**Exercise**
Please put the entries below into a numbered list, starting with the first line of the entries and ending with the line that contains "point(303, 371)", skipping blank lines and leaving out the pictures.
┌─ Input data
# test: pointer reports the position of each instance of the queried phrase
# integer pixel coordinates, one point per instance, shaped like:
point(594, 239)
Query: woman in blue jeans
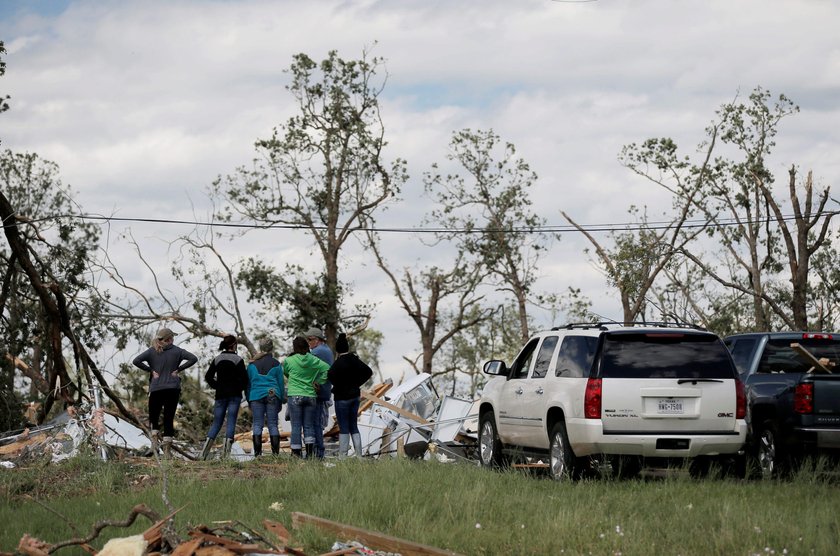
point(227, 376)
point(265, 391)
point(347, 375)
point(303, 371)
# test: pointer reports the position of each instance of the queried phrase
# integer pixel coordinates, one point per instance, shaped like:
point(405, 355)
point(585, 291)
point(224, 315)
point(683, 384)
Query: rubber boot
point(166, 446)
point(357, 443)
point(343, 445)
point(154, 439)
point(205, 449)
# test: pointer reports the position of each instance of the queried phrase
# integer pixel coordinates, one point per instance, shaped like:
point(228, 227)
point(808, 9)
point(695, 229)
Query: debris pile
point(404, 420)
point(229, 538)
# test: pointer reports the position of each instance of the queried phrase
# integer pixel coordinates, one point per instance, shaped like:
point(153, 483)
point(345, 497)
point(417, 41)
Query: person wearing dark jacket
point(164, 362)
point(347, 375)
point(228, 377)
point(265, 393)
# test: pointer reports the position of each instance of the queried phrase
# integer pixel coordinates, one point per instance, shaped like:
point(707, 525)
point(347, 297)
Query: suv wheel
point(769, 457)
point(561, 458)
point(489, 445)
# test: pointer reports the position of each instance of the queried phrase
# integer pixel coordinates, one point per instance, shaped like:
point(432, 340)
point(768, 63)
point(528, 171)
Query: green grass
point(460, 507)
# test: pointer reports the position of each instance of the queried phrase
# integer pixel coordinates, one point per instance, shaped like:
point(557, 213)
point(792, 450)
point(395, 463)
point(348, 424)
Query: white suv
point(628, 392)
└─
**Output**
1. # test: pointer reports the position of each instance of the queried phrase
2. # integer pixel coordinates, one point per instance, shaped like:
3. point(594, 239)
4. Query: woman in blue jeans
5. point(227, 376)
6. point(265, 391)
7. point(347, 375)
8. point(303, 371)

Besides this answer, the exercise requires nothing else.